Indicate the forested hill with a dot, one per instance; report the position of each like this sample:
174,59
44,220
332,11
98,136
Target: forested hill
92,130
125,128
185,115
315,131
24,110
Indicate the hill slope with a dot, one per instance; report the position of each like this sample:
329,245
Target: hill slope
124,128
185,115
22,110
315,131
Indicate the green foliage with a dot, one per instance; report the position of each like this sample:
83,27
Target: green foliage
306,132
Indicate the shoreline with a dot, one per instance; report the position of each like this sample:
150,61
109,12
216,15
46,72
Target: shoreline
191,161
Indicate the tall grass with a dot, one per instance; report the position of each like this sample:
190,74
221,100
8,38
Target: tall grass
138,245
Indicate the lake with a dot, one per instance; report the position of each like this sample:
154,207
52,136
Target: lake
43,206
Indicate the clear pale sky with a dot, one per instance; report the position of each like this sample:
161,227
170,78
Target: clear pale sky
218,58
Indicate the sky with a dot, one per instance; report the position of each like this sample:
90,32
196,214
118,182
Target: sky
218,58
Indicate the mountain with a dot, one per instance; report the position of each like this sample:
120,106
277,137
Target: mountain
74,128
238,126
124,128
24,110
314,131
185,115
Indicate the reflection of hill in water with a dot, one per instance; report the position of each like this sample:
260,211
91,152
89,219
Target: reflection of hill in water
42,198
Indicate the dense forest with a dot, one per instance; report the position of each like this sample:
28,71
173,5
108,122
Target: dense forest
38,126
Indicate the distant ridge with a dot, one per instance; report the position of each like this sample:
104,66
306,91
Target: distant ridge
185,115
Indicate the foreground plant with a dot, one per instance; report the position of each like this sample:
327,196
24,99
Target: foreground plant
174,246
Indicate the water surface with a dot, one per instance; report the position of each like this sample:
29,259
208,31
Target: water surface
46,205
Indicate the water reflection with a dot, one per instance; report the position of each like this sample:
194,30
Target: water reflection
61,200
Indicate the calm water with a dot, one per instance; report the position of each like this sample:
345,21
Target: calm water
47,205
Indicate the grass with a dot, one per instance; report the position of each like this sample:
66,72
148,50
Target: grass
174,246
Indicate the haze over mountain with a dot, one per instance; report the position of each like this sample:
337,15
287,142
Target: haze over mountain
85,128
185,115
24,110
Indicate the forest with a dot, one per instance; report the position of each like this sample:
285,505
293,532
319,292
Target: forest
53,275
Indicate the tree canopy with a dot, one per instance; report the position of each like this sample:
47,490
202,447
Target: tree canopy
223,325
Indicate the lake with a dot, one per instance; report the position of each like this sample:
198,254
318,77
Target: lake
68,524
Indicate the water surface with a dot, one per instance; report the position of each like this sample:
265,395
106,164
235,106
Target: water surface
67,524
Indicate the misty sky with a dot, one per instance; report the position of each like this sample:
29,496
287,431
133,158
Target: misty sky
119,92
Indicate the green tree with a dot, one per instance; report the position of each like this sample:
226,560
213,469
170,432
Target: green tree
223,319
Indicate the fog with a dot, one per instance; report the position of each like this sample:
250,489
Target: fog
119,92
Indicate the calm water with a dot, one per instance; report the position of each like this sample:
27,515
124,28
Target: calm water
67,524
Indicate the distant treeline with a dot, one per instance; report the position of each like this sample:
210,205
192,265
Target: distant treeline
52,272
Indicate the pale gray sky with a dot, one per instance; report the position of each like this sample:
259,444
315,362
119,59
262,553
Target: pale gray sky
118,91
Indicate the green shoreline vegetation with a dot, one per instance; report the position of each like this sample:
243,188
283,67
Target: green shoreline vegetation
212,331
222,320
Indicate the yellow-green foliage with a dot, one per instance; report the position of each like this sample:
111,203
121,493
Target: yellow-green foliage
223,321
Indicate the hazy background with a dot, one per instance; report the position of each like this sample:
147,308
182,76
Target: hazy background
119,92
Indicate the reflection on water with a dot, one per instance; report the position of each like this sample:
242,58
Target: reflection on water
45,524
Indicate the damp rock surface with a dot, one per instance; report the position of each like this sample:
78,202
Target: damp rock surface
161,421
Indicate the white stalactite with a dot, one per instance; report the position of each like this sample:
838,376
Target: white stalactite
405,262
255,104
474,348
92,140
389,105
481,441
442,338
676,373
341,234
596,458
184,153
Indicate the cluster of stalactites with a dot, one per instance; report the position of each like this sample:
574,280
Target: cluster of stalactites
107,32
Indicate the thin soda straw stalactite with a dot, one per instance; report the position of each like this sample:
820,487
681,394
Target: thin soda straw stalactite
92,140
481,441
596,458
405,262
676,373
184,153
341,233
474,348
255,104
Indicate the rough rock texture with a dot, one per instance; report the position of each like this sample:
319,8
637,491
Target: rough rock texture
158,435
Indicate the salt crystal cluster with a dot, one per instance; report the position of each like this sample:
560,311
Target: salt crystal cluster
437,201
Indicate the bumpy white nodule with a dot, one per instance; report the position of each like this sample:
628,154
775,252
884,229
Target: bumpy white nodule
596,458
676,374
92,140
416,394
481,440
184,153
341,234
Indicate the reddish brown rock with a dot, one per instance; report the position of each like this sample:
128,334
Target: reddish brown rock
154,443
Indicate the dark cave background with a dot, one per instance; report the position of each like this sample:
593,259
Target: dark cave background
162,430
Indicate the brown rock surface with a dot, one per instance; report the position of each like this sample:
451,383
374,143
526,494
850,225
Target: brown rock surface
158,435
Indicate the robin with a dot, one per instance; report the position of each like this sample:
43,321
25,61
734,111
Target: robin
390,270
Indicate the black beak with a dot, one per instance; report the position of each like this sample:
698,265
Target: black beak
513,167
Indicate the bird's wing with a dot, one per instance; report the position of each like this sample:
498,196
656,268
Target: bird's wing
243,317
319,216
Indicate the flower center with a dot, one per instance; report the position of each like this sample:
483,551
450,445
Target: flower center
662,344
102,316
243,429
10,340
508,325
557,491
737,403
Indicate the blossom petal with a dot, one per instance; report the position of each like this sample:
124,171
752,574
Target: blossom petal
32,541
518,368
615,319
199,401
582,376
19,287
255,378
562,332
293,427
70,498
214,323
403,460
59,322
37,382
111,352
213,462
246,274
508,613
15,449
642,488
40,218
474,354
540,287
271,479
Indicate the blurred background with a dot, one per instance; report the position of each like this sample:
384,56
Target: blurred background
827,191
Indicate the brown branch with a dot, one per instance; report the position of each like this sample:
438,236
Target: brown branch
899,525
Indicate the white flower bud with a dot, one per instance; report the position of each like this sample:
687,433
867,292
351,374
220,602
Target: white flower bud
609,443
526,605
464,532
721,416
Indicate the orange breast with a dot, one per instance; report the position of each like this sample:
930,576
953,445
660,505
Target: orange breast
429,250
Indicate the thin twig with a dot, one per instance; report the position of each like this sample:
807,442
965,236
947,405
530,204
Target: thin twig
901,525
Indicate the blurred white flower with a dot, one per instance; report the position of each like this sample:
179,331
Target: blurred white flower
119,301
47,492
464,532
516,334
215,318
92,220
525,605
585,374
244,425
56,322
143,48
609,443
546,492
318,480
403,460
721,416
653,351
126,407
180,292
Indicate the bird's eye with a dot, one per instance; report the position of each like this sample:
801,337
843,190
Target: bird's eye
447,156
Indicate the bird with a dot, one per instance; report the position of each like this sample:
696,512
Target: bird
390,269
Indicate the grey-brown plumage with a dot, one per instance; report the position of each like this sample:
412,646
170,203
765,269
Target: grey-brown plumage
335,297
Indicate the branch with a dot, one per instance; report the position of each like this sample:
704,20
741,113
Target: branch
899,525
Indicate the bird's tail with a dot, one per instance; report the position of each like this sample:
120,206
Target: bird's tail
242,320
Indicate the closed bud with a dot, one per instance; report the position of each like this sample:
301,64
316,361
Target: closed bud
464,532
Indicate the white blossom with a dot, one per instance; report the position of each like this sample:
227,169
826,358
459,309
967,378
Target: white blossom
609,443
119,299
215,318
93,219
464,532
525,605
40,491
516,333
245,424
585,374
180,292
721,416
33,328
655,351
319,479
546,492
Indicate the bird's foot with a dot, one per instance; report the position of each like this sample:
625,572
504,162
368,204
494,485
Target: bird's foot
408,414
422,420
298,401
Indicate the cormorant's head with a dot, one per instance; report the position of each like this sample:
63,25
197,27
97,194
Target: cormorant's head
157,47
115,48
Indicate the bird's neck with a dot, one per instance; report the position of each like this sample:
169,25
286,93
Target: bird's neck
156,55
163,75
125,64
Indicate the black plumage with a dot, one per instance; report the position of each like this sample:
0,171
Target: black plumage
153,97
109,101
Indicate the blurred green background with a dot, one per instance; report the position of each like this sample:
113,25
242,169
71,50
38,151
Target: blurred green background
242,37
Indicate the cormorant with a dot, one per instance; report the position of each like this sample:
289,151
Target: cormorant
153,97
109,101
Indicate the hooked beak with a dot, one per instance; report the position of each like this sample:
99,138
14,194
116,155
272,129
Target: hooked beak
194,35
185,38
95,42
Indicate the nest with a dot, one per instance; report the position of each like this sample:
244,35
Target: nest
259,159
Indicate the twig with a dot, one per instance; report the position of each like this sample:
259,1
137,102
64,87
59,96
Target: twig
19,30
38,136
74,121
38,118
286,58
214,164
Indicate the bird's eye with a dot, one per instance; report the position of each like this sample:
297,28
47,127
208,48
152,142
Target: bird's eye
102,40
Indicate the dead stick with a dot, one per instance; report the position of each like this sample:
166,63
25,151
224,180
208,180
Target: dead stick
+++
Reply with only the number of lines in the entries that contain the word "dead".

--- Task output ---
2